**Text**
OBAMA CHANGES POSITION IN RADICAL POLICY U-TURN
In a brave turn on policy, President Obama has declared that he is now willing to open diplomatic channels with the Galactic Empire remnants. They now call themselves the ‘First Order’ and progress can be made. The President has had assurances that they will not be building any Death Stars and that the parts they are building are simply for ‘shield generators’.
The deal is conditional, however. If there is ANY indication that the First Order forces are indeed working on a weapon that can ‘wipe out an entire solar system’, then sanctions will be imposed and an immediate blockade by the Trade Federation will be put in place, as that strategy has worked well in the past (Naboo).
The President is clearly on a roll here. In other news, he announced that SKYNET is no longer a threat to human safety. ‘Humans and machines can co-exist, peacefully. I have therefore commissioned John Connor to create GENISYS: An app that will link everything together in the world’. Once again though, the deal is conditional ‘NO more T-800 infiltration of Governor’s Offices’.
Talks have also opened with previously shadowy organisations, notably QUANTUM and its rebranded successor /founding company, SPECTRE. ‘I have spoken to Ernst Blofeld and Mr. White. I was very clear. No more evil plans at world domination will be tolerated. Thankfully, we had a very good friend in Great Britain, who sent their best man to seal the deal. This is the dawn of a new era of co-operation between our great nations and with previously evil organisations that wanted to take over the world’.

**Records shown**

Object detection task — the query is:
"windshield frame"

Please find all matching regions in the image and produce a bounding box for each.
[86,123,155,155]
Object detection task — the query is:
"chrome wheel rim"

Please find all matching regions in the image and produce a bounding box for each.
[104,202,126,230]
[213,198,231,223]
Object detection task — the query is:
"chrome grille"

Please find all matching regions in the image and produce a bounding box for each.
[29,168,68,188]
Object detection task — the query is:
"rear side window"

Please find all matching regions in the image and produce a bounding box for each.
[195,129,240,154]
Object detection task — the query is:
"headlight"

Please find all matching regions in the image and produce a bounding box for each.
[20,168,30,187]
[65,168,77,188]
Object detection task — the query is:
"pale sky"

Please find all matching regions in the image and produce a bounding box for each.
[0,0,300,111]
--
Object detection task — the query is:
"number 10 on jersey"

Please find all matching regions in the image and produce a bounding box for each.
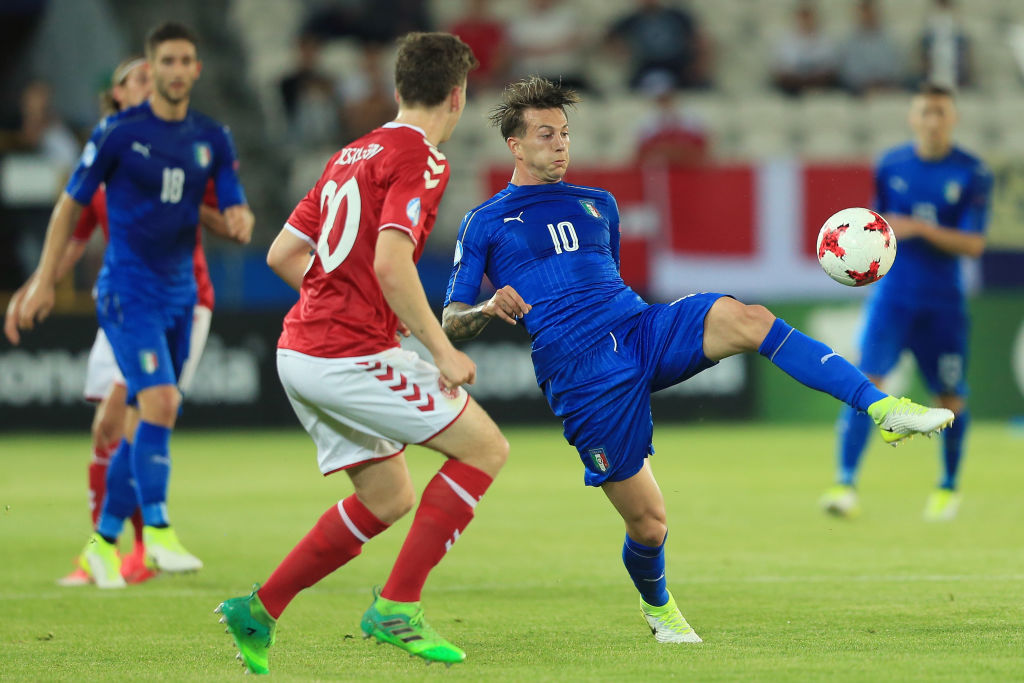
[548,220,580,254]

**Tasks to carry out**
1. Rewrite everything from "The deal is conditional, however." down to "of Governor’s Offices’." in the news piece about Obama's policy U-turn, substituting "Galactic Senate" for "Trade Federation".
2. In the news piece about Obama's policy U-turn, whom did the President commission to create GENISYS?
3. Carry on the news piece about Obama's policy U-turn from the point where it stops.
None of the material is needed here.

**Answers below**
1.
The deal is conditional, however. If there is ANY indication that the First Order forces are indeed working on a weapon that can ‘wipe out an entire solar system’, then sanctions will be imposed and an immediate blockade by the Galactic Senate will be put in place, as that strategy has worked well in the past (Naboo).
The President is clearly on a roll here. In other news, he announced that SKYNET is no longer a threat to human safety. ‘Humans and machines can co-exist, peacefully. I have therefore commissioned John Connor to create GENISYS: An app that will link everything together in the world’. Once again though, the deal is conditional ‘NO more T-800 infiltration of Governor’s Offices’.

2. John Connor

3.
Rumours are also spreading that the President will urge Congress to pass bills allowing InGEN (the late John Hammond’s company) to proceed with its dinosaur cloning programme and thereby open a new theme park. Meanwhile, talks continue to progress with Tony Stark on licensing the ULTRON defence programme and Super-Hero Registration Act. More news to follow on that as soon as we get it.
Pardons were also issued to criminals including: Butch Cassidy and the Sundance Kid, Thomas Crown, Carlito Brigante, Michael and Vincent Corleone, Han Solo, Ant-Man, Bonnie and Clyde, Batman and Superman, Godzilla, King Kong, XXX, Dominic Toretto, Neil McCauley, Hudson Hawk, Ethan Hunt, Captain Jack Sparrow, John Patrick Mason, Selina Kyle, John Robie, Robert MacDougal, Luther Whitney, Peter Quill, Richard Kimble, Danny Ocean, Jack Foley, Simon Templar, Charlie Croker, William Wallace, Dalton Russell and Jason Bourne. Plus a few classified others.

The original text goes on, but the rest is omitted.